- _WHAT TO PRODUCE_
Below is a block of records; please copy all of them exactly.

[Stored data entries]
————

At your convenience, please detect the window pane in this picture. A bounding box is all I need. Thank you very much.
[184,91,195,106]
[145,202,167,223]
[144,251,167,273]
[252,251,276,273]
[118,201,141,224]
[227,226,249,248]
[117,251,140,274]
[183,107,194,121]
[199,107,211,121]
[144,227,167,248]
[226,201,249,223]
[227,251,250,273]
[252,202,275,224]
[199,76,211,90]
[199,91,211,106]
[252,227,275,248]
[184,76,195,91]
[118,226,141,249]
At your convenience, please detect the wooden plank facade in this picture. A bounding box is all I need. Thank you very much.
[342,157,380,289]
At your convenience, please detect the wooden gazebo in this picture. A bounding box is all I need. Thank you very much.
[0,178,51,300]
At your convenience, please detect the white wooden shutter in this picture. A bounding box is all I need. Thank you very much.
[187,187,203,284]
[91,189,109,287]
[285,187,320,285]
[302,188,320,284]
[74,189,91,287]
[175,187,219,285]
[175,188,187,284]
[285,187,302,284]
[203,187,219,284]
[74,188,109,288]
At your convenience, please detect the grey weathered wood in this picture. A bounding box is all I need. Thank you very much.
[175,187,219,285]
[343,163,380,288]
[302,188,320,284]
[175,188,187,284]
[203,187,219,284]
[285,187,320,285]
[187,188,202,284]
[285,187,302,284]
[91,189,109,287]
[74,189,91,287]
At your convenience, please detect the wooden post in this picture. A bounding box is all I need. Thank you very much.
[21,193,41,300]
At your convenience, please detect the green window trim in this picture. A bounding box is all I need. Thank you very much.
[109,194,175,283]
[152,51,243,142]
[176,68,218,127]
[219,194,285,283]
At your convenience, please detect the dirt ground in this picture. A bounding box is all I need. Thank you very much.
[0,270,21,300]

————

- _FINISHED EXERCISE_
At your convenience, please detect the window pane in this picture. A bounding box is all I need. Thank you very much.
[184,91,195,106]
[145,202,167,223]
[144,251,167,273]
[252,251,276,273]
[118,201,141,224]
[227,226,249,248]
[117,251,140,274]
[183,107,194,121]
[199,107,211,121]
[144,227,167,248]
[226,201,249,223]
[227,251,250,273]
[252,202,275,224]
[199,76,211,90]
[199,91,211,106]
[252,227,275,248]
[184,76,195,91]
[118,226,141,249]
At your convenience, please detect the wooden plank facade in this picture. A bounding box is all I need. Thank you very much.
[342,157,380,289]
At your convenience, please detect the wooden gazebo in this picture. A bounding box is all I need. Thank you very much.
[0,178,51,300]
At your convenience, please detect the white wooden shutter in this picture. A bounding box is all I need. Thank you very much.
[187,187,203,284]
[91,189,109,287]
[285,187,320,285]
[302,188,320,284]
[74,189,91,287]
[175,187,219,285]
[175,188,187,284]
[285,187,302,284]
[203,187,219,284]
[74,188,109,288]
At your convenience, please detect the grey weathered wood in this picture. A bounding box is all I need. Thank you very much.
[175,187,219,285]
[343,163,380,288]
[302,188,320,284]
[175,188,187,284]
[203,187,219,284]
[285,187,320,285]
[187,188,202,284]
[285,187,302,284]
[91,189,109,287]
[74,189,91,287]
At your convenience, please detect the wooden post in this picture. A bounding box is all I need. Thank you very much.
[21,193,41,300]
At your convenience, please detect the green window trim in this picture. A bounding box is all I need. Thank you very much.
[109,194,175,283]
[152,51,243,142]
[176,68,218,127]
[219,194,285,283]
At your convenience, please detect the dirt ground in this picture. A bounding box is all I need. Thank you very much.
[0,270,21,300]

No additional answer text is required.